» TASK DETAILS
Copy the records from the line with "the rocky shoreline" to the line with "<point>16,44</point>", renaming "rocky shoreline" to "rocky coastline" and leaving everything else unchanged. Leave the picture out.
=== RECORDS SHOWN ===
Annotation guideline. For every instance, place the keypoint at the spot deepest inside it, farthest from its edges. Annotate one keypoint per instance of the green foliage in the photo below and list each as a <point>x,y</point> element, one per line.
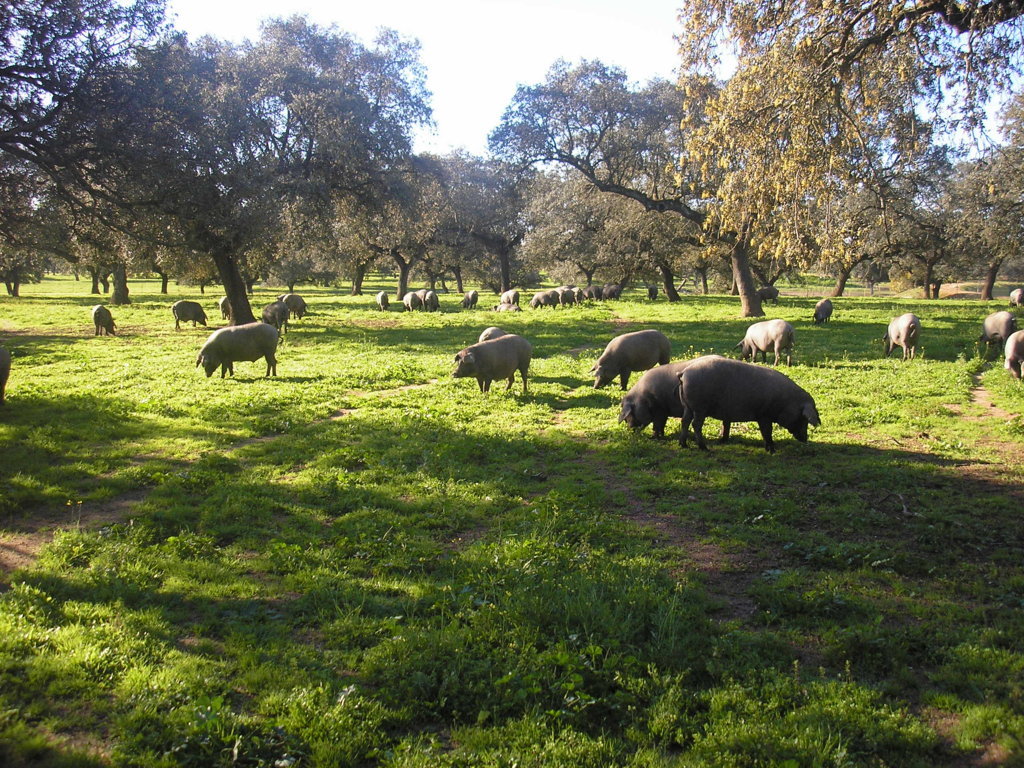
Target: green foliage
<point>365,561</point>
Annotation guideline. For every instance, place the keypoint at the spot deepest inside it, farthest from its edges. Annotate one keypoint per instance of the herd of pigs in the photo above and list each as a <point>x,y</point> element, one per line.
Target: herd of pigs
<point>710,386</point>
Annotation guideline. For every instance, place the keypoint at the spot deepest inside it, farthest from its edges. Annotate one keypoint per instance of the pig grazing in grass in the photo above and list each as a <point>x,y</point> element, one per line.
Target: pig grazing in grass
<point>997,328</point>
<point>495,358</point>
<point>903,332</point>
<point>236,343</point>
<point>412,300</point>
<point>276,314</point>
<point>491,333</point>
<point>775,335</point>
<point>102,320</point>
<point>732,390</point>
<point>822,310</point>
<point>5,372</point>
<point>1015,353</point>
<point>654,398</point>
<point>184,311</point>
<point>639,350</point>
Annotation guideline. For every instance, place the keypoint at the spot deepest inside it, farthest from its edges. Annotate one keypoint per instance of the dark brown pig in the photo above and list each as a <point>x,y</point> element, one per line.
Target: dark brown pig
<point>732,390</point>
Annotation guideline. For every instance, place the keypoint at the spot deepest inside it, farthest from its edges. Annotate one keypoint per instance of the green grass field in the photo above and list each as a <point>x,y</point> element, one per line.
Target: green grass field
<point>367,562</point>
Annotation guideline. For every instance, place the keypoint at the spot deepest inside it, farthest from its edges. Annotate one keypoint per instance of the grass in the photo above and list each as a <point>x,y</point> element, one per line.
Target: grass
<point>366,562</point>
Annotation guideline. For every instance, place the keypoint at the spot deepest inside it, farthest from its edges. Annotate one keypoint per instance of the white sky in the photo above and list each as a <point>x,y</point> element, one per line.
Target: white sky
<point>475,51</point>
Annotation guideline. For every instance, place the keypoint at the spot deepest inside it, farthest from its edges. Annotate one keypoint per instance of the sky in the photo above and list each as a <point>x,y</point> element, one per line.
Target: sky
<point>475,52</point>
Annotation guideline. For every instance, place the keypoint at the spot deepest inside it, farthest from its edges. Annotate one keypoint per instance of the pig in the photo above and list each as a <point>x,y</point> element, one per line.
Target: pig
<point>276,314</point>
<point>822,310</point>
<point>295,303</point>
<point>103,321</point>
<point>775,335</point>
<point>5,372</point>
<point>545,298</point>
<point>733,390</point>
<point>1014,352</point>
<point>235,343</point>
<point>903,332</point>
<point>495,358</point>
<point>187,310</point>
<point>633,351</point>
<point>412,300</point>
<point>491,333</point>
<point>654,398</point>
<point>997,328</point>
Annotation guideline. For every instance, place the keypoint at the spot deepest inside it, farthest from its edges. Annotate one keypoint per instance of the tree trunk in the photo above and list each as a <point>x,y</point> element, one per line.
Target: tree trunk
<point>701,273</point>
<point>360,273</point>
<point>743,279</point>
<point>669,281</point>
<point>457,271</point>
<point>990,275</point>
<point>120,295</point>
<point>404,267</point>
<point>235,288</point>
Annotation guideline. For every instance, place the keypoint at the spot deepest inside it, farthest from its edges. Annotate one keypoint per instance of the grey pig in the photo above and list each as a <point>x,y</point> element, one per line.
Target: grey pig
<point>776,335</point>
<point>102,320</point>
<point>654,398</point>
<point>187,310</point>
<point>997,328</point>
<point>1015,353</point>
<point>634,351</point>
<point>545,298</point>
<point>495,358</point>
<point>295,303</point>
<point>822,310</point>
<point>733,390</point>
<point>412,300</point>
<point>491,333</point>
<point>4,372</point>
<point>276,314</point>
<point>235,343</point>
<point>903,332</point>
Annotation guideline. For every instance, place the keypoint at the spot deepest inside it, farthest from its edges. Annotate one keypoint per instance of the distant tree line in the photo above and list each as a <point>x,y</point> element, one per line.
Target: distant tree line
<point>127,148</point>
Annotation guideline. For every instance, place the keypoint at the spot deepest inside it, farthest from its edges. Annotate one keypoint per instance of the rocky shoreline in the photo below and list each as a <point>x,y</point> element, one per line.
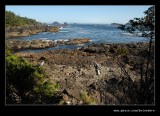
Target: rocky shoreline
<point>15,32</point>
<point>74,70</point>
<point>16,44</point>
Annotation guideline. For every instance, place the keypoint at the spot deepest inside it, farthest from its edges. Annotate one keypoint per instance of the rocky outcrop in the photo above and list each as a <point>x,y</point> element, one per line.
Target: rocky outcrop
<point>74,71</point>
<point>15,44</point>
<point>15,32</point>
<point>78,41</point>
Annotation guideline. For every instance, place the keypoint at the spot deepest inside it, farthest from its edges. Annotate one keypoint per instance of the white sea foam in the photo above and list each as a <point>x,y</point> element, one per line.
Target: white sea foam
<point>63,31</point>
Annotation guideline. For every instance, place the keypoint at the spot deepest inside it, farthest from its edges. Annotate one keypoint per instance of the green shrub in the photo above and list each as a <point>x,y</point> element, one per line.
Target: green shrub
<point>86,99</point>
<point>28,82</point>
===
» SOLUTION TO THIS PROBLEM
Annotation guideline. For every instance, place the keypoint at the spot deepest inside it, farthest from its edges. Annotate one keypoint per instance of the rocky coastline in the photo below and list each as a <point>x,y</point> element, one per line.
Target: rocky coastline
<point>15,32</point>
<point>74,70</point>
<point>16,44</point>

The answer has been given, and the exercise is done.